» **Stated task 1**
In the listing below, report every line that contains the word "high".

[START OF Page]

For advanced users, especially some funds, they may choose to bypass the proxy and directly operate the pool contract. In this case, the position will not have a token ID. In this case, we will create an ID for this LP position in the format of address-LowerTick-UpperTick.

For burn and collect, we can also use this method to find the corresponding position ID for the pool's event. However, there is a problem here. Sometimes the amounts of the two events are not exactly the same, and there may be a slight deviation. For example, in this transaction:

The amount0 and amount1 will have a small difference, although this situation is rare, it is also common. Therefore, when matching burn and collect, we have left some margin for error in the values.

The next issue to address is who initiated this transaction. For withdrawal, we will use the receipt in the collect event as the holder of the position. For mint, we can only obtain the sender from the pool mint event (see the graph with the mint event).

If the user is operating the pool contract, the sender will be the LP provider. However, if it is a regular user operating the contract through the proxy, the sender will be the address of the proxy. This is because the funds are indeed transferred from the proxy to the pool. Fortunately, the proxy will generate an NFT token, and this NFT token will definitely be transferred to the LP provider. Therefore, by monitoring the transfer of the proxy contract (i.e., the NFT token contract), we can find the LP provider corresponding to this mint.

Additionally, if the NFT is transferred, it will cause a change in the holder of the position. We have conducted statistics on this, although this situation is rare. To simplify, we did not consider the transfer of NFTs after minting.

2. Obtain the Cash Holdings of Addresses

The goal of this stage is to obtain the quantity of tokens held by an address at each moment during the statistical period. To achieve this goal, we need to obtain two types of data:

The balance of the address at the starting moment
The transfer records of the address during the statistical period

By using the transfer records to adjust the balance, we can infer the balance at each moment.

For the balance at the starting moment, it can be queried through the RPC interface. When using an archive node, the balance at any time can be obtained by setting the height in the query parameters. This method can be used to obtain the balance of both native tokens and ERC20 tokens.

Obtaining the transfer records of ERC20 tokens is relatively easy and can be obtained through any channel (BigQuery, RPC, Chifra).

However, obtaining the transfer records of ETH requires retrieval through transactions and traces. Retrieving transactions is relatively straightforward, but querying and processing traces involves a large amount of computation. Fortunately, Chifra provides the function to export ETH balances, which can output a record when the balance changes. Although it can only record the quantity change and not the recipient of the transfer, it still meets the requirements and is the most cost-effective method.

3. Price Retrieval

Uniswap is an exchange, and if a token exchange occurs, a swap event is generated. We can obtain the price of the token from the sqrtPriceX96 field and the total liquidity at that time from the liquidity field.

[END OF Page]

» **Stated task 2**
Translate this sentence from the Uniswap passage above into Spanish: "By using the transfer records to adjust the balance, we can infer the balance at each moment."

[START OF Provided data]

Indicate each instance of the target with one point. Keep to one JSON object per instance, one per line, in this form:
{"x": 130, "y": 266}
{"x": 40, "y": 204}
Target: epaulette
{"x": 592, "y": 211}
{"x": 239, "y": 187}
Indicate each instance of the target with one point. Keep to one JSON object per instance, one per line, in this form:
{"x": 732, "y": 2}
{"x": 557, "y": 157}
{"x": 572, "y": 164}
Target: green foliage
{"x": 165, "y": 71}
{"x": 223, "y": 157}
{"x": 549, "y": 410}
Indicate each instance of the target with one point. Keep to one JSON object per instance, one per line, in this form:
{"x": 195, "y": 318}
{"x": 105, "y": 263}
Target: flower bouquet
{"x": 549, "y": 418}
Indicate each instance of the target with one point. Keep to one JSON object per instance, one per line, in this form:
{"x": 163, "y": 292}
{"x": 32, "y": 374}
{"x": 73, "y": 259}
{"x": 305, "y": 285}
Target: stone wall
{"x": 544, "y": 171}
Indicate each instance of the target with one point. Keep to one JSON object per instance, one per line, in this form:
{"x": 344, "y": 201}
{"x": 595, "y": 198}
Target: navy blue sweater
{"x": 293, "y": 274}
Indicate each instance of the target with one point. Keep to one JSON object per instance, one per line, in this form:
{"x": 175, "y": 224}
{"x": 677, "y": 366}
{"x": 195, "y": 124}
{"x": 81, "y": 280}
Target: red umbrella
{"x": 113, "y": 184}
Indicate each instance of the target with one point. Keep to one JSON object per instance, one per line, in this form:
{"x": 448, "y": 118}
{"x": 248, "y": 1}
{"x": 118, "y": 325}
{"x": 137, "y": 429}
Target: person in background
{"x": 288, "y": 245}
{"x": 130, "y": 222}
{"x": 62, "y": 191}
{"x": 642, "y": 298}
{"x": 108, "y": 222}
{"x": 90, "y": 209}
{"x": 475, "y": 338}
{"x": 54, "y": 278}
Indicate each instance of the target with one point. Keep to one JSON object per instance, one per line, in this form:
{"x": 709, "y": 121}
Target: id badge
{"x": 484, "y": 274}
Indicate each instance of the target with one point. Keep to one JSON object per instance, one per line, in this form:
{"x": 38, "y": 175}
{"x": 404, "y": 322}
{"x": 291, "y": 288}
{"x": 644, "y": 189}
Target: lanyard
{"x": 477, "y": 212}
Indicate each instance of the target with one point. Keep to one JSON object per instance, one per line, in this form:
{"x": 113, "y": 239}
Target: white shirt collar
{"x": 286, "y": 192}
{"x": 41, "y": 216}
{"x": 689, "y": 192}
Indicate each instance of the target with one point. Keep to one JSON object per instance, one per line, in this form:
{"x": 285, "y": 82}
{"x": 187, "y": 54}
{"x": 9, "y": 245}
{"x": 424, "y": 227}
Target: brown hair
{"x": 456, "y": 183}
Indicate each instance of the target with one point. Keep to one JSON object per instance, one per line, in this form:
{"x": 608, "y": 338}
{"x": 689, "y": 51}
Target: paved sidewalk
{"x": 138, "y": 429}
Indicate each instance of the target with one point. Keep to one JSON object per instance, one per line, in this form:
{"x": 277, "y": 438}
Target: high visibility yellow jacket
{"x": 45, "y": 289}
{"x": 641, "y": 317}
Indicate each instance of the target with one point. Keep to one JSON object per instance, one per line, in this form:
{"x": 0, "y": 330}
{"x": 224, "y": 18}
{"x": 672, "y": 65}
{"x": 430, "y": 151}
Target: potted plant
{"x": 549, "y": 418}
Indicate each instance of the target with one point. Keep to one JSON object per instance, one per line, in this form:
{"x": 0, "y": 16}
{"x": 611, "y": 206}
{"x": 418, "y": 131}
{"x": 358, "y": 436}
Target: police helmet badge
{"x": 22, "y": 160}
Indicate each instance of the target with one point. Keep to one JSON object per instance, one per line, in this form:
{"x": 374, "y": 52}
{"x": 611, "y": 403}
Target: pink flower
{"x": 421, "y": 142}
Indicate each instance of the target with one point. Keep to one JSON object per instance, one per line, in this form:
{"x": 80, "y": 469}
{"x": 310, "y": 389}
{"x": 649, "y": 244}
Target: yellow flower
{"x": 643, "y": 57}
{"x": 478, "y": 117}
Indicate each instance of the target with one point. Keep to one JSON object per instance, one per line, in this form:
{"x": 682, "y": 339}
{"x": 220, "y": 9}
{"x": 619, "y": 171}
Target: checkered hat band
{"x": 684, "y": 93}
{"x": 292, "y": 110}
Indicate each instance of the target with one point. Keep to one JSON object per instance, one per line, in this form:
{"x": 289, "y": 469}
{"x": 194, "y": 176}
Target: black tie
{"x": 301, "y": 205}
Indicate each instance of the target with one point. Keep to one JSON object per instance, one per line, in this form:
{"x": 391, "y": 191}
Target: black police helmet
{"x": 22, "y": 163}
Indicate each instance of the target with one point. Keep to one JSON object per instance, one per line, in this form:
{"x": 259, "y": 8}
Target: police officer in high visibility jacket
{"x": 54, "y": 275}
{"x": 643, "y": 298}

[END OF Provided data]

» **Complete response 1**
Target: high visibility yellow jacket
Target: police officer in high visibility jacket

» **Complete response 2**
Al usar los registros de transferencias para ajustar el saldo, podemos inferir el saldo en cada momento.